***** Given information *****

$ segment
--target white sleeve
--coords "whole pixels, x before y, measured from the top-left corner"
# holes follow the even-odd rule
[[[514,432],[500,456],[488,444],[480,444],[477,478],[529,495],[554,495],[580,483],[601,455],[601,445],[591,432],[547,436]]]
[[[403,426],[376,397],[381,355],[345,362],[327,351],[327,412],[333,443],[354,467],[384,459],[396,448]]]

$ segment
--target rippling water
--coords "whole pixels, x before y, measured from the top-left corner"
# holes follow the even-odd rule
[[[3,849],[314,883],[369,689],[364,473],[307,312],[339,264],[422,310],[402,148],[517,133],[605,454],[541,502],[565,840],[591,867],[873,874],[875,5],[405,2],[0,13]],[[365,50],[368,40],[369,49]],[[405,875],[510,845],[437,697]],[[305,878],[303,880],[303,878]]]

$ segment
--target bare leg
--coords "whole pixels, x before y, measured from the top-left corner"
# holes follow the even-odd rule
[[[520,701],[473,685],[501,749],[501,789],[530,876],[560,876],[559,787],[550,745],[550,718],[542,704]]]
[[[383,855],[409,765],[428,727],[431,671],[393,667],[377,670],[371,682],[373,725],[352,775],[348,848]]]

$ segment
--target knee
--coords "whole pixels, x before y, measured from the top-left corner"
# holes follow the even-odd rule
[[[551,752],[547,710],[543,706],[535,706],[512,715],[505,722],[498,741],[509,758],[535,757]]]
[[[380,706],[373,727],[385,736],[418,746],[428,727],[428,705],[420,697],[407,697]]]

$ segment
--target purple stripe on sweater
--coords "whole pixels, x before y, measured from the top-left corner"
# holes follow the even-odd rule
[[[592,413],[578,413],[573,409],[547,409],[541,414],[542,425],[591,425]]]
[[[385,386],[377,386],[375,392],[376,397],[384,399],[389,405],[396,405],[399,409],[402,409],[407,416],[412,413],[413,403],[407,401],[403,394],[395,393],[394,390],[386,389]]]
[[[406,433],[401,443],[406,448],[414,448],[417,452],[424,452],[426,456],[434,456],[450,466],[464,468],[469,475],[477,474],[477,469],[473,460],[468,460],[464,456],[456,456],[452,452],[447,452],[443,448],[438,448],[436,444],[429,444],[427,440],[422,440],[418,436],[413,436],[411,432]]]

*****
***** Given information *****

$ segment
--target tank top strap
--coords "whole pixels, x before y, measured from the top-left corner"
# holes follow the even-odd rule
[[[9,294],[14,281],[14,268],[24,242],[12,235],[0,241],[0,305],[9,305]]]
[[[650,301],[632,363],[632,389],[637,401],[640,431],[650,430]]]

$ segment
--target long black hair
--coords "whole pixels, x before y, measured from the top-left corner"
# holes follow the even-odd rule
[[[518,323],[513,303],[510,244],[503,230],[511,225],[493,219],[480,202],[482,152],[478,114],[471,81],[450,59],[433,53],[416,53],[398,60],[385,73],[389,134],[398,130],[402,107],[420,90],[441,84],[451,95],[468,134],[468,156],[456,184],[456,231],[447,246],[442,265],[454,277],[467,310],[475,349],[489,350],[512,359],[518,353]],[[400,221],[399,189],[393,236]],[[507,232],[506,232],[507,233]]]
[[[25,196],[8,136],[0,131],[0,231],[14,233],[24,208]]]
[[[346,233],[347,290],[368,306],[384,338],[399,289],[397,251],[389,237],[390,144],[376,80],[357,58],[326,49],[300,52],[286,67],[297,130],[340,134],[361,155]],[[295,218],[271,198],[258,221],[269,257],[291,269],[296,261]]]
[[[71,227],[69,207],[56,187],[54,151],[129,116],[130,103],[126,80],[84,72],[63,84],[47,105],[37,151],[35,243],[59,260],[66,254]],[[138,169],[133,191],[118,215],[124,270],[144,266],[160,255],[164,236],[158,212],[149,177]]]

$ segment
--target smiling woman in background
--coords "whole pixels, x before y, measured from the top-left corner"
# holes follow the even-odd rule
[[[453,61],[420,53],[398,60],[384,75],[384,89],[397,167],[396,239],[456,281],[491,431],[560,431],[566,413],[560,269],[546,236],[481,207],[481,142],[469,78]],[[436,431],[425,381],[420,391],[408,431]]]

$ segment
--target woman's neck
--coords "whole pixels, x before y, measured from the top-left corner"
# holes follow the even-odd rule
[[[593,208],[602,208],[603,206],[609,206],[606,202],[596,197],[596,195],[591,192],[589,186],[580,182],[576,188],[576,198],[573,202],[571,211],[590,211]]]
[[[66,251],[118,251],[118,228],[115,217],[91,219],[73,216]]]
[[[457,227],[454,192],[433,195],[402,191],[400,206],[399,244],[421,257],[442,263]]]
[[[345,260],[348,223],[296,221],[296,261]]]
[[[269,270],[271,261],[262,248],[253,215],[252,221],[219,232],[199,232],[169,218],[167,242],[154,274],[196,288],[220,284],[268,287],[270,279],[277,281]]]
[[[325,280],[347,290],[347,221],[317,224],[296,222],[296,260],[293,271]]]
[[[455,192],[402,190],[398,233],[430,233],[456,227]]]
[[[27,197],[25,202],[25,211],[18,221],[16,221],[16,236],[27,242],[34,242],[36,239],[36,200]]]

*****

» Instructions for the task
Filter the entries and keep only the lines holding "target".

» Written response
--target white sleeve
--target rippling water
--target bare leg
--target knee
--target purple stripe on sweater
--target tank top strap
--target long black hair
--target smiling woman in background
--target woman's neck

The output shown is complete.